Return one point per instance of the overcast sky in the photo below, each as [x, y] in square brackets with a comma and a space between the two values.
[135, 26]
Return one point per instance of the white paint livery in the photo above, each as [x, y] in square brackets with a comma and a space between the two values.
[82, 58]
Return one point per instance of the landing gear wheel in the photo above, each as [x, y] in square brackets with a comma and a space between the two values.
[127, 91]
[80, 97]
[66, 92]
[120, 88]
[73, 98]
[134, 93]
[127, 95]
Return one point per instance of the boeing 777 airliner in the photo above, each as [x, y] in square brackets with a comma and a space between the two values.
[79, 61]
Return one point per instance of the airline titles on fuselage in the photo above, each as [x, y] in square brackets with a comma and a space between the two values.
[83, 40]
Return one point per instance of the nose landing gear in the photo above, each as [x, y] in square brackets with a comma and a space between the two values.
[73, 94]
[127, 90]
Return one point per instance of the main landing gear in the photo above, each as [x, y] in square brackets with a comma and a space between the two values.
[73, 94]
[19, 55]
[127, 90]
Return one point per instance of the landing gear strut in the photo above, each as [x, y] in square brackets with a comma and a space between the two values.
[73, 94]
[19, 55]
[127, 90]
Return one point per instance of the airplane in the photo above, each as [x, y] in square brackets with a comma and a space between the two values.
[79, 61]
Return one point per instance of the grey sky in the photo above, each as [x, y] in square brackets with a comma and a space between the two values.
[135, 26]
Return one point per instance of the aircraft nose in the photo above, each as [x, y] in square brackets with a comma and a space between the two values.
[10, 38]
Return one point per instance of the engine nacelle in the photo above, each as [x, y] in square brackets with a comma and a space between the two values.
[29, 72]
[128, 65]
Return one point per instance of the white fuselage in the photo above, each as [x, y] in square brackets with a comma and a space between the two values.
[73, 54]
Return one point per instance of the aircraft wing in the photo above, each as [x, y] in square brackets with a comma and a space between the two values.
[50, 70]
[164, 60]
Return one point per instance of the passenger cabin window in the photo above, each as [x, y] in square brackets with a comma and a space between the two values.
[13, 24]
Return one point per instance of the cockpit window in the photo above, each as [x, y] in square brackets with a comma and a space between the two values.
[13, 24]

--------

§ **DESCRIPTION OF THE TASK**
Could you set out every line of the records above as a Markdown table, with a column named "Row" for the row number and a column named "Record line" for the line itself, skipping blank lines?

§ **COMPLETE ANSWER**
| Row | Record line |
|---|---|
| 1 | Return one point per instance of the overcast sky in the photo below, each as [x, y] in square brackets with a comma and a space between the two values. |
| 2 | [135, 26] |
| 3 | Return one point per instance of the white paint livery in the photo above, each as [x, y] in square brackets with a comma and a space between the two values. |
| 4 | [82, 58] |
| 5 | Return one point per instance of the landing gear wheel in the photo above, each as [x, y] in square brackets with a comma and a space between the two values. |
| 6 | [127, 91] |
| 7 | [80, 97] |
| 8 | [66, 92] |
| 9 | [120, 88] |
| 10 | [73, 98] |
| 11 | [134, 93] |
| 12 | [127, 95] |
| 13 | Return one point per instance of the boeing 777 airliner in the photo above, each as [x, y] in square brackets with a comma and a space between the two values. |
| 14 | [79, 61] |
| 15 | Return one point per instance of the airline titles on fuselage in the photo above, each as [x, y] in square brackets with a comma and a space between the two values. |
| 16 | [83, 40] |
| 17 | Return one point per instance of the nose landing gear in the photo above, each as [x, y] in square brackets with a comma and a space between the two values. |
| 18 | [73, 94] |
| 19 | [127, 90] |
| 20 | Return one point per instance of the main landing gear in the photo above, each as [x, y] in square brackets with a comma and a space between the two values. |
| 21 | [73, 94] |
| 22 | [19, 55] |
| 23 | [127, 90] |
| 24 | Return one point per instance of the landing gear strut in the photo above, each as [x, y] in square brackets with a comma and a space between the two values. |
| 25 | [73, 94] |
| 26 | [19, 55] |
| 27 | [127, 90] |
| 28 | Return one point per instance of the airplane in the photo above, each as [x, y] in square brackets with a comma and a space between the two values. |
| 29 | [79, 61] |
| 30 | Return one point per instance of the grey sky in the photo above, each as [x, y] in square brackets with a comma and a space between the two values. |
| 31 | [135, 26] |
| 32 | Return one point per instance of the aircraft nose in the photo above, each as [x, y] in square brackets with a comma and a space between the two values. |
| 33 | [10, 38] |
| 34 | Return one point per instance of the engine nacelle in the photo above, each as [x, y] in square brackets with a comma and a space between the two values. |
| 35 | [29, 72] |
| 36 | [128, 65] |
| 37 | Return one point per instance of the white fuselage in the photo above, each as [x, y] in square brackets with a comma and a space between the two values. |
| 38 | [73, 54] |
| 39 | Return one point per instance of the aircraft wing in the photo above, each as [x, y] in square brackets with a comma and a space between the two values. |
| 40 | [50, 70] |
| 41 | [164, 60] |
| 42 | Return one point per instance of the passenger cabin window in the photo above, each as [x, y] in square brackets with a comma and a space between the two values. |
| 43 | [13, 24] |
| 44 | Return one point per instance of the cockpit window in the photo above, each as [x, y] in square brackets with a comma and a space between the two values. |
| 45 | [13, 24] |